*What the task requires*
Copy the listing between the lines holding "In this exercise you will locate the green rubber" and "point(48, 62)", inclusive, keeping each request as it is. Resize every point coordinate in the answers by multiplying it by 0.3 and rounding to a whole number, with halves rounded up.

Records in a dataset
::::::

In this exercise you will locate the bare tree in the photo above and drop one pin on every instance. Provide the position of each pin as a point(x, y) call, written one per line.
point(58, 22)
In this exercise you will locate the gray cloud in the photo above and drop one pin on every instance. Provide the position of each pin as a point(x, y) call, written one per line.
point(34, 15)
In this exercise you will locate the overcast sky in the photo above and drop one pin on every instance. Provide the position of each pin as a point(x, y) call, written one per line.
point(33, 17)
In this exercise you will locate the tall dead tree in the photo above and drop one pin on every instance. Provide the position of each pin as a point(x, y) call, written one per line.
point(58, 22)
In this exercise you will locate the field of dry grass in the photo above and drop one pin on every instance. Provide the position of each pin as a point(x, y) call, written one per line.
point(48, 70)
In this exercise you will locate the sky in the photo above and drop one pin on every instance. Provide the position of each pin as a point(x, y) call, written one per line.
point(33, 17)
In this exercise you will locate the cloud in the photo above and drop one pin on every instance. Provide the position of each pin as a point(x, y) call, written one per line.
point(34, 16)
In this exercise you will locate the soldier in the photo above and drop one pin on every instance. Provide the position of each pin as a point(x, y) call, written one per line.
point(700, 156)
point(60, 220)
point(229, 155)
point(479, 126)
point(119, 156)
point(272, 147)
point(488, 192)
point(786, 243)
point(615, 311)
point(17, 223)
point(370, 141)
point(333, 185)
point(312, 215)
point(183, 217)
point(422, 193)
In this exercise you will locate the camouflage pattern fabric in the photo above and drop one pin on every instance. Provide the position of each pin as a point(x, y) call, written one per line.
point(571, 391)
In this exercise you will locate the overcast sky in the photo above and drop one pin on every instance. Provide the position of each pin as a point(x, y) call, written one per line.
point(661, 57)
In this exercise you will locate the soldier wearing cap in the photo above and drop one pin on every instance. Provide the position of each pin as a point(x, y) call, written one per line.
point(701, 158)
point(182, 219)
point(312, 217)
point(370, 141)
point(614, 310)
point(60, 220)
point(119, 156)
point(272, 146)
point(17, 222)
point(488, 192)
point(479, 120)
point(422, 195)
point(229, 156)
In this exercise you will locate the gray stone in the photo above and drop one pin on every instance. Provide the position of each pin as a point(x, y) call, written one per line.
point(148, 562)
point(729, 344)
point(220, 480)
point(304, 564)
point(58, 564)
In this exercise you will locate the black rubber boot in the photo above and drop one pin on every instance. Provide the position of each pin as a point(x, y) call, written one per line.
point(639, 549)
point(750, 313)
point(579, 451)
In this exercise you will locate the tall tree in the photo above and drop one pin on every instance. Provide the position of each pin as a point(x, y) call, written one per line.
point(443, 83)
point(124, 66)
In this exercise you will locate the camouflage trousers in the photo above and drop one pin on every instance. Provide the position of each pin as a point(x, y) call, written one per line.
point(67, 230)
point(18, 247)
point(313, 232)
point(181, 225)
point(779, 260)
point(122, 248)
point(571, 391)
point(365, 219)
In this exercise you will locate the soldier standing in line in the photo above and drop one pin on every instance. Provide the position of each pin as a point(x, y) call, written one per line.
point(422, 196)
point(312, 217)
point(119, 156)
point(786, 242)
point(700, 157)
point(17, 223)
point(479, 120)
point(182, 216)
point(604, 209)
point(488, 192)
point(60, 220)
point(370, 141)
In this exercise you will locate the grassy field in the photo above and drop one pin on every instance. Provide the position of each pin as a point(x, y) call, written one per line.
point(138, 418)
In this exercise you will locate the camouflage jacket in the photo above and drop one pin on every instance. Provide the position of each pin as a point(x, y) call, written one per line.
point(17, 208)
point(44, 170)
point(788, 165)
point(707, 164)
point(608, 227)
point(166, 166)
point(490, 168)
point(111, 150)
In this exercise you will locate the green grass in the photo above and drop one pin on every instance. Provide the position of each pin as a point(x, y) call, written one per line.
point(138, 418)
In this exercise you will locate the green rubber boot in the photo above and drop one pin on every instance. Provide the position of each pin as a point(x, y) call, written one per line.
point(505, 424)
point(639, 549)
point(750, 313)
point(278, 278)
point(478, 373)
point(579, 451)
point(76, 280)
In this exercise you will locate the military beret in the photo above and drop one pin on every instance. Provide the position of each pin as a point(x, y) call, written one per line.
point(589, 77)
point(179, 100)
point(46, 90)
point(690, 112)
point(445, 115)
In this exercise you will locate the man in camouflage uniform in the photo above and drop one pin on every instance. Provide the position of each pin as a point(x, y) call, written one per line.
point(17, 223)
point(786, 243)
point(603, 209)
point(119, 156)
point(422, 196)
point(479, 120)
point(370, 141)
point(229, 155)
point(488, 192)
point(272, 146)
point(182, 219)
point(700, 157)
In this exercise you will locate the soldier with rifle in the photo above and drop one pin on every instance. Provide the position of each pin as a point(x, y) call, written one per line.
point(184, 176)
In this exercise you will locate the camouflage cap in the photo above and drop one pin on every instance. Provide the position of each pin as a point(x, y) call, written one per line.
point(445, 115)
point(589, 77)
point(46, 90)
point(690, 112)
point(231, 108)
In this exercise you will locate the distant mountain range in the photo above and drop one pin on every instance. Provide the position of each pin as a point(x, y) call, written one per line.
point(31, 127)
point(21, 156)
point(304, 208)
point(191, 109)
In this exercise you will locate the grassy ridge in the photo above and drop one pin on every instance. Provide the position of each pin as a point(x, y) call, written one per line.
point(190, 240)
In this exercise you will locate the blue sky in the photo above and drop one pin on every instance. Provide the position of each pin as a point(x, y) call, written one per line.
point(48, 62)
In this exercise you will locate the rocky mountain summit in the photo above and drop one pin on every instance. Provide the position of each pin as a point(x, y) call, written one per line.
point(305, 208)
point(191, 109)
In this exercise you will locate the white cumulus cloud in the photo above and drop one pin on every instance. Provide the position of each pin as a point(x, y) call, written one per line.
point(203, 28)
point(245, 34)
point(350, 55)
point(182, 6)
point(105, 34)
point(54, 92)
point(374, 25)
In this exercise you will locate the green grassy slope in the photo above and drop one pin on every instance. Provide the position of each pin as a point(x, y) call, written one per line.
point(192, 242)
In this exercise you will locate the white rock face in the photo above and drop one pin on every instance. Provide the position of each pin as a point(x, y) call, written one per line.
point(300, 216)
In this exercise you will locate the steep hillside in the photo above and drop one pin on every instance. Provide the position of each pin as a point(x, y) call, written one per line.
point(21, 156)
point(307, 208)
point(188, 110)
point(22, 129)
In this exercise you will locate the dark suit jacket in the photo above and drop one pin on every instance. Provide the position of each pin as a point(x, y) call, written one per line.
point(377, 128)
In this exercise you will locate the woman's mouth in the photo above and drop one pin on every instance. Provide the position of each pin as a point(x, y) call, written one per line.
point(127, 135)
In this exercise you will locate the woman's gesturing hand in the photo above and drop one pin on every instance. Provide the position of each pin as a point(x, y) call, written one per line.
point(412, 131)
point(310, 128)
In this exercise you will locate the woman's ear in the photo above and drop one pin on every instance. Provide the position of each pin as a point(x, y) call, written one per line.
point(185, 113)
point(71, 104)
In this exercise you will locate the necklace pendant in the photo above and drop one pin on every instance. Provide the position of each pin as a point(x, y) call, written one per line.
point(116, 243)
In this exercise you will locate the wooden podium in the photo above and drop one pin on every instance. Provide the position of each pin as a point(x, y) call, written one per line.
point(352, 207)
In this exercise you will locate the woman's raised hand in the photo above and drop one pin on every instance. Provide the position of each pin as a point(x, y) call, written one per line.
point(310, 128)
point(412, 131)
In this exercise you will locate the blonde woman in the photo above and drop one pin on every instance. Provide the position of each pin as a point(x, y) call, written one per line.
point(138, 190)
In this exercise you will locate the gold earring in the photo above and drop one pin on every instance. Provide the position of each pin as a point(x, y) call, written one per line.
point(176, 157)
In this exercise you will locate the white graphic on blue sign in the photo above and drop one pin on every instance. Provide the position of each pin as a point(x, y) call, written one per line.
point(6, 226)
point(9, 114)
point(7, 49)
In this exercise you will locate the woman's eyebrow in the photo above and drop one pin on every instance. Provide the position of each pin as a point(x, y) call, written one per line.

::::::

*Written reply*
In this exercise you will locate the green rubber boot in the photo above and drop one pin on every instance. Provide the position of each pin as a point(x, y) call, written one per line.
point(152, 127)
point(192, 165)
point(225, 94)
point(83, 83)
point(143, 112)
point(174, 135)
point(23, 84)
In this exercise you will locate the military beret in the photo above and drop one pin on every instance. Provide the position of each pin as a point(x, y) call, written one per line.
point(177, 23)
point(54, 30)
point(14, 27)
point(207, 34)
point(134, 35)
In this exercise you will locate the man in camouflage uniform in the photo above and drop one pin on every instance. Provide the position of each pin as a point(x, y) call, written one per line.
point(5, 67)
point(236, 73)
point(181, 63)
point(36, 47)
point(127, 59)
point(144, 36)
point(111, 42)
point(69, 47)
point(146, 58)
point(82, 44)
point(55, 66)
point(210, 47)
In this exercise you will locate the soldier with rifle in the photo above and drop one pin on every instance. Provide the position of each pin as a point(x, y) call, written one per line.
point(55, 53)
In this exercise you will locate the camouflage cap in the photo above and drop one pin on every instance. Provide the position of each pin as a point(x, y) call, written one per line.
point(134, 35)
point(177, 23)
point(14, 27)
point(207, 34)
point(69, 32)
In this exercise you will locate the distant mountain range in the photo above and drop one pin on every instance. Provide the position of each pin as a point(x, y) call, written one per line.
point(9, 38)
point(6, 47)
point(91, 62)
point(57, 33)
In this exercise you will locate the grassy ridge in the photo above and drop one pin on every instance. Provide the position of each pin as a point(x, y) call, written one per line.
point(57, 72)
In this exercise you will locate the blue sky in the photo above and drop one pin on every instance. Provide the position of each pin as a point(x, y) call, written one per line.
point(14, 19)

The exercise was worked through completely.